§ **ACTIVITY**
Transcribe each of the records below exactly, excluding all pictures.

§ **DATA EXCERPTS**
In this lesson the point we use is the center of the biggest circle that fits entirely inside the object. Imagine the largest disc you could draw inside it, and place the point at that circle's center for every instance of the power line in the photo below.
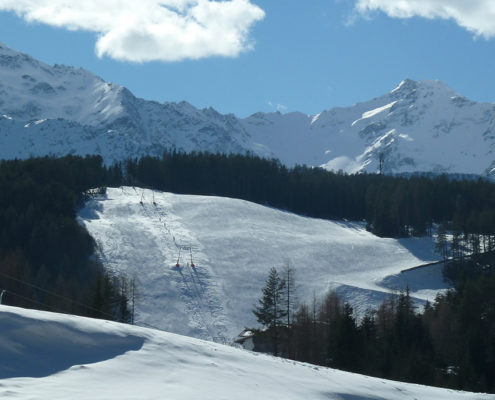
(56, 295)
(144, 324)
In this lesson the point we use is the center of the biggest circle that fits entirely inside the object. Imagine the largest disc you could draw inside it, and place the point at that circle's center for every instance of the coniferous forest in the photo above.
(450, 343)
(48, 261)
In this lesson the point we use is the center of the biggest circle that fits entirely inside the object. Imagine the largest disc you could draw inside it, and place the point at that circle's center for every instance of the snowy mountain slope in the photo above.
(151, 364)
(419, 126)
(58, 110)
(234, 244)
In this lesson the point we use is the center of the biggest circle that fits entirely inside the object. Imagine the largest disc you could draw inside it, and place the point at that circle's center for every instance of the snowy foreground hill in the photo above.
(60, 357)
(418, 126)
(233, 244)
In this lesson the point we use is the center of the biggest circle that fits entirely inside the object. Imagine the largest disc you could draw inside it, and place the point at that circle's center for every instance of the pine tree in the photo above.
(441, 242)
(271, 311)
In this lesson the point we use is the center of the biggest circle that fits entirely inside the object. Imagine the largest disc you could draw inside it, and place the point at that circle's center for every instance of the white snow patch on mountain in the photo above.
(434, 128)
(233, 244)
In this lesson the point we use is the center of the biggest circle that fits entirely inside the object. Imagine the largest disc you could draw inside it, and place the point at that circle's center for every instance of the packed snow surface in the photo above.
(233, 244)
(94, 359)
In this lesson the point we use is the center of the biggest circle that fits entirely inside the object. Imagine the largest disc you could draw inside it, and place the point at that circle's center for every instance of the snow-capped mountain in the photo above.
(418, 126)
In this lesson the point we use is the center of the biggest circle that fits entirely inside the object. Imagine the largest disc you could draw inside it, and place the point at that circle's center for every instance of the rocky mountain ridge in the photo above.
(420, 126)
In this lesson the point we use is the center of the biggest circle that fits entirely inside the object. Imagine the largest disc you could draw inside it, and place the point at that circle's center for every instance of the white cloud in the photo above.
(147, 30)
(278, 107)
(477, 16)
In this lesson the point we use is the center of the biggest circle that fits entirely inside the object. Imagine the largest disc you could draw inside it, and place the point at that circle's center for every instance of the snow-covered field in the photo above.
(233, 244)
(55, 356)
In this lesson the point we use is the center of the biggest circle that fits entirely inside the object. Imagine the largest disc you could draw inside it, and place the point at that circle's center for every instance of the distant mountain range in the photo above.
(420, 126)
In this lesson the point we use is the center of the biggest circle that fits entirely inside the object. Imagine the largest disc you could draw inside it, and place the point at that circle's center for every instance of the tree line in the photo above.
(47, 259)
(449, 343)
(391, 206)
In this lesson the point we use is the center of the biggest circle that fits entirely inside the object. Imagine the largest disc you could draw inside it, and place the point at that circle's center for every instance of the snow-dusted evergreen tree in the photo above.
(441, 242)
(271, 309)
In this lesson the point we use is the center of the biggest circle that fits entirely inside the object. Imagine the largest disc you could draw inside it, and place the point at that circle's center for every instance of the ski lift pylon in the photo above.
(192, 263)
(177, 264)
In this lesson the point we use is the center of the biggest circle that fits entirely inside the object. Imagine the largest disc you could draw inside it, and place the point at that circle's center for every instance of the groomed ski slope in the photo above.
(234, 243)
(60, 357)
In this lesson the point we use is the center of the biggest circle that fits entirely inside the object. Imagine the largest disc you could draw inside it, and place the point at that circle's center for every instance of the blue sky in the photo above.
(290, 55)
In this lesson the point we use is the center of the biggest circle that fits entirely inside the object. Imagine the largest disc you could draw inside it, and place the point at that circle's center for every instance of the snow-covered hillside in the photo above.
(55, 356)
(233, 244)
(418, 126)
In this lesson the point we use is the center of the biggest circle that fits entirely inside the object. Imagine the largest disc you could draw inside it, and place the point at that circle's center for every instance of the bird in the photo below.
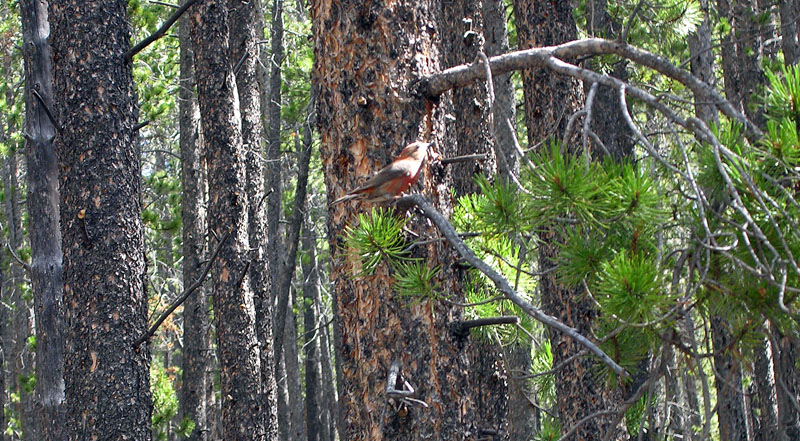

§ **YOUR RESPONSE**
In this lesson the point we use is the center of the biggest circle that fits entirely inside the object. Imagine the largest disc you could draw inside it, and place the point at that circle's center for every instance of the power line in the photo below.
(56, 295)
(144, 324)
In this lesson the point we use is the center of the biggest circle that fits entirely inside the object. Imagine the largest disc you could draw inside it, and place the point at that circle's center for every instance of the coniferous forest in the photo above.
(450, 343)
(48, 261)
In this lesson the point we use is the center of the biggest circle that fits entirely inside the object. Imagine the largest disc you could draw inside it, and place the point at that circle's center for every instance of the snowy mountain slope in the photo above.
(151, 364)
(419, 126)
(58, 110)
(234, 244)
In this lesson the point we use is the center of the biggest circle that fits entirely inside the object. Imagine the largest disc you could draw inside it, and place the point at that circle's center for every instance of the snowy foreground hill in the photo above.
(60, 357)
(418, 126)
(233, 244)
In this lesson the point we use is the center of the biggest circle that fits entirely inside the object. Imagine the largest disc you could draw inside it, and place the point at that circle's center for every instance of the pine tree in the photo above.
(441, 242)
(271, 311)
In this lesson the point we use is the center of the biggest circle that fits entirely inside the object. Imagine the largest disc you could draw inside it, and place the point at that circle's center for every instance of the white snow patch on mountain in the photo above.
(434, 128)
(233, 244)
In this lesson the point we use is the center of the biggest circle that fits entirely inside the object. Imagine the largest disc you could draw inside it, and place the point at that circle's center for every instance of the packed snow surface in the photo above.
(233, 244)
(94, 359)
In this lesson the point we use is the center of the biggest circle that fits entirely inside the object. Imagine the largest disc you could draw inside it, and place the point at that circle's center for every instance of the snow-capped mountain in the photo above.
(418, 126)
In this lesson the point we use is the center of the biggest circle that fits entirely inside the object. Imagine the largest disc you could draw inside it, and place the point at that circle's center for every instance of the rocky mountain ridge in the photo above.
(420, 126)
In this lesson the point we use is the center of the biggest circle that fits entirely inside the object. Imagine the largest disc you could draw inside it, and place the point at that circle's center for every instance of the white cloud in the photo above.
(147, 30)
(278, 107)
(477, 16)
In this lesson the point we use is the center of the biggest circle that fits entirely inside the object. Imagine the largest disc you could draw inside it, and place the point at that circle's center for every instance of the snow-covered field in the photo above.
(233, 244)
(55, 356)
In this lesson the point we use is the center of the biggest circle that fits entirely inside the object. Imagine the largest disc you could draw inside it, and place the point at that circle's center for every instance of the distant mountain range in the photo above.
(420, 126)
In this lesson the point we use is the center of the biggest circle that fits entirely inside the object. Imagine the largest disc you could draw inside it, and place the point at that circle's center for every instance of the tree line in the photo above.
(47, 259)
(449, 343)
(391, 206)
In this lesson the point we use is the center of the biggest circle that fits entirely inside the object. Imagine the largest disc you could draw inside it, and place the point at that circle's center for every instance of the snow-dusted evergreen tree in the photo above.
(441, 242)
(271, 309)
In this lesson the point we use is the center of the biggest circle that fits entirely inside the object. Imagine the largest disc you could draw inside it, and place the point at that circle's center for every instance of the ski lift pylon in the photo above.
(192, 263)
(177, 264)
In this lesson the point we use is the center of the biggest circle that fits entirely inside the object. Imagine the largest disc you could draw inside it, and place the point at that circle's center for every instance of the groomed ski slope in the photo above.
(234, 243)
(60, 357)
In this lesson the point we use is the center of the biggest circle that fits entirely inside the object. Imagine the largest disc you could draw inside it, and place the point at that circle's center for every instance of the blue sky in the photo above.
(290, 55)
In this lesson the point we use is the center of the biggest circle that fits entirely inside the object. Imagine the largest disc you could draw inside it, and place the point at that circle's center for every instance of the snow-covered hillside in the photo above.
(55, 356)
(233, 244)
(418, 126)
In this lesson the point we use is the center of the biggest circle that fits entirely inside the object. Imagine the largest disc you could draw inside it, and place the point at that circle's center for every instance of the bird in the photo below.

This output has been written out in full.